INFORMATION:

━━━━━━━━━━━━━━━━

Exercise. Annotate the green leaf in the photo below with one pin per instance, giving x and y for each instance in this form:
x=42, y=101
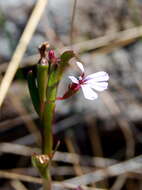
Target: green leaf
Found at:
x=33, y=91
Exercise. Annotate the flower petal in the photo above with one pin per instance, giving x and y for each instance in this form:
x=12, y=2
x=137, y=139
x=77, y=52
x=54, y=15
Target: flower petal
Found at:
x=99, y=86
x=98, y=77
x=89, y=93
x=80, y=66
x=74, y=80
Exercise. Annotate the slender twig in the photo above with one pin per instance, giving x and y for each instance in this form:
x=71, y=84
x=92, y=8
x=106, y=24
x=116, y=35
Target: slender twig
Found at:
x=114, y=170
x=113, y=40
x=72, y=21
x=21, y=47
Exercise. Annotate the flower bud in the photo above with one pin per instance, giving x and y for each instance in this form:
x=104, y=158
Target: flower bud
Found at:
x=51, y=55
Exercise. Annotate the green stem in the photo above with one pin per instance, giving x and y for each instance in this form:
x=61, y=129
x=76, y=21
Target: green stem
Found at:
x=47, y=123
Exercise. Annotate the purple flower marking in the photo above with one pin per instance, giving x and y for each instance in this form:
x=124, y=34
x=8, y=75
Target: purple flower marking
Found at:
x=96, y=81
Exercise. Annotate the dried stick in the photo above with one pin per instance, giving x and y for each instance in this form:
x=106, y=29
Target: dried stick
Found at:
x=15, y=176
x=21, y=47
x=114, y=170
x=111, y=40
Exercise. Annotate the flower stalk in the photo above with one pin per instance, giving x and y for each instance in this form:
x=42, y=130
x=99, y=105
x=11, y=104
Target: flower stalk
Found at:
x=43, y=83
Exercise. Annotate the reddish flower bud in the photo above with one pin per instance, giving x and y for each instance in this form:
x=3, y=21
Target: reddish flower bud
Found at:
x=51, y=55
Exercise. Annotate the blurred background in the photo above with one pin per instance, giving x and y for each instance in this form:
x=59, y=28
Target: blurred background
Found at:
x=101, y=140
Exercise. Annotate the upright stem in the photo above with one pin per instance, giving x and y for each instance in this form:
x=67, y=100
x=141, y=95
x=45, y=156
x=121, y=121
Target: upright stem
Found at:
x=47, y=122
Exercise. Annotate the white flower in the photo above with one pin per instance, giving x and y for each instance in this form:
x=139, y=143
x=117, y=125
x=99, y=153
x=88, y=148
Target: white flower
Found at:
x=96, y=81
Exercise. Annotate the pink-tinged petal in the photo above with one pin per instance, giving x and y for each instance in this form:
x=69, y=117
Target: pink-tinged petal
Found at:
x=74, y=80
x=99, y=86
x=89, y=93
x=98, y=77
x=80, y=66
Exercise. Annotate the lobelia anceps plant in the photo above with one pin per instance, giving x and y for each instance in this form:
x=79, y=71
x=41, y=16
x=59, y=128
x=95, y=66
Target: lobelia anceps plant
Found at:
x=96, y=81
x=43, y=81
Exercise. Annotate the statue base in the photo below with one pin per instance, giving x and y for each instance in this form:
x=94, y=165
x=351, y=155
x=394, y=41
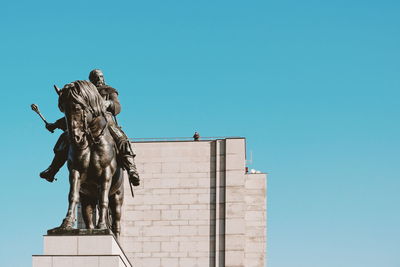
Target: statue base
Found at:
x=81, y=247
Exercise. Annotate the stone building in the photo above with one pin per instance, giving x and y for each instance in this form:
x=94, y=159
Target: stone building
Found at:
x=196, y=206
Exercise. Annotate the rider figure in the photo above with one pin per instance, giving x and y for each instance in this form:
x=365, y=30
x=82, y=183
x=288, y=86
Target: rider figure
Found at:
x=126, y=155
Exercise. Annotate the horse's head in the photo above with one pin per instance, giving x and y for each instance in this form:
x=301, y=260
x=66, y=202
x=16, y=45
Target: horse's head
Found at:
x=81, y=103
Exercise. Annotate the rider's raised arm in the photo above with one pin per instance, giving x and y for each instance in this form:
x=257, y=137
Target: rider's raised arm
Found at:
x=61, y=124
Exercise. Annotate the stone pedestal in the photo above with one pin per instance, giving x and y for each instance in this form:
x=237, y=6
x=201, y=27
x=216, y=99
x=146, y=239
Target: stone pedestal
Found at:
x=80, y=249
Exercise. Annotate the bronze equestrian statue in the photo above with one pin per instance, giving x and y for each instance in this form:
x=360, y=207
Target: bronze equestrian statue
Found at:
x=94, y=175
x=126, y=155
x=96, y=151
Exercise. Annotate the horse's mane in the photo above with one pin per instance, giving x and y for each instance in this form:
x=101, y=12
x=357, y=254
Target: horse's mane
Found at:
x=84, y=93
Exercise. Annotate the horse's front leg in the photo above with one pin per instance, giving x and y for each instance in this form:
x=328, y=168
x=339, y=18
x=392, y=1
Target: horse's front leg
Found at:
x=103, y=200
x=73, y=198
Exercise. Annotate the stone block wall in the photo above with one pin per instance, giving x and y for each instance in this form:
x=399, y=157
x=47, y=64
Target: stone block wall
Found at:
x=196, y=206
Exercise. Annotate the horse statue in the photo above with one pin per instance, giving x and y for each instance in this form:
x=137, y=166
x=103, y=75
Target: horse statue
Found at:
x=94, y=175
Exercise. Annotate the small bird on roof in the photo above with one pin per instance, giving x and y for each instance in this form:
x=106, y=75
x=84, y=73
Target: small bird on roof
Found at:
x=196, y=136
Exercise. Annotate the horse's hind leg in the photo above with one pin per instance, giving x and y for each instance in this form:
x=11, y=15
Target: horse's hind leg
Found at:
x=116, y=202
x=73, y=197
x=103, y=199
x=88, y=209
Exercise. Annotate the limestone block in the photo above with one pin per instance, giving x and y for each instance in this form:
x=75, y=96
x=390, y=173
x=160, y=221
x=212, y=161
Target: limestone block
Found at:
x=42, y=261
x=170, y=262
x=234, y=258
x=60, y=245
x=235, y=178
x=170, y=246
x=150, y=262
x=235, y=226
x=151, y=246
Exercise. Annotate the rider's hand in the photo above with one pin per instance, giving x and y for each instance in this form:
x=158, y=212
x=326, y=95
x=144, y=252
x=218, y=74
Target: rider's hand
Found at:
x=51, y=127
x=107, y=103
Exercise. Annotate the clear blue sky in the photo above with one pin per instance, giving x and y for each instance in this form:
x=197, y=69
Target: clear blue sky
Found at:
x=312, y=85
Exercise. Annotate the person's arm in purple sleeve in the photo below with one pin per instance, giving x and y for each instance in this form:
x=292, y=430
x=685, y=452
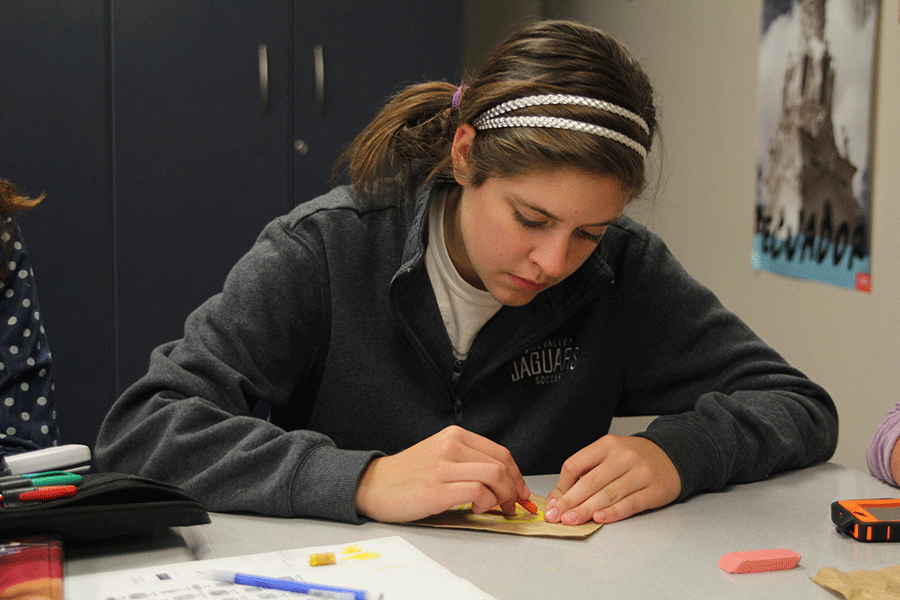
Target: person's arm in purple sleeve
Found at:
x=883, y=456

━━━━━━━━━━━━━━━━

ACTIVITY:
Find every line in the records that uses the string "plant", then copy it.

YOUR SOLUTION:
Exercise. Annotate the lobelia anceps plant in the photo above with one pin per instance, giving x and y for each instance in this form:
Target: lobelia anceps plant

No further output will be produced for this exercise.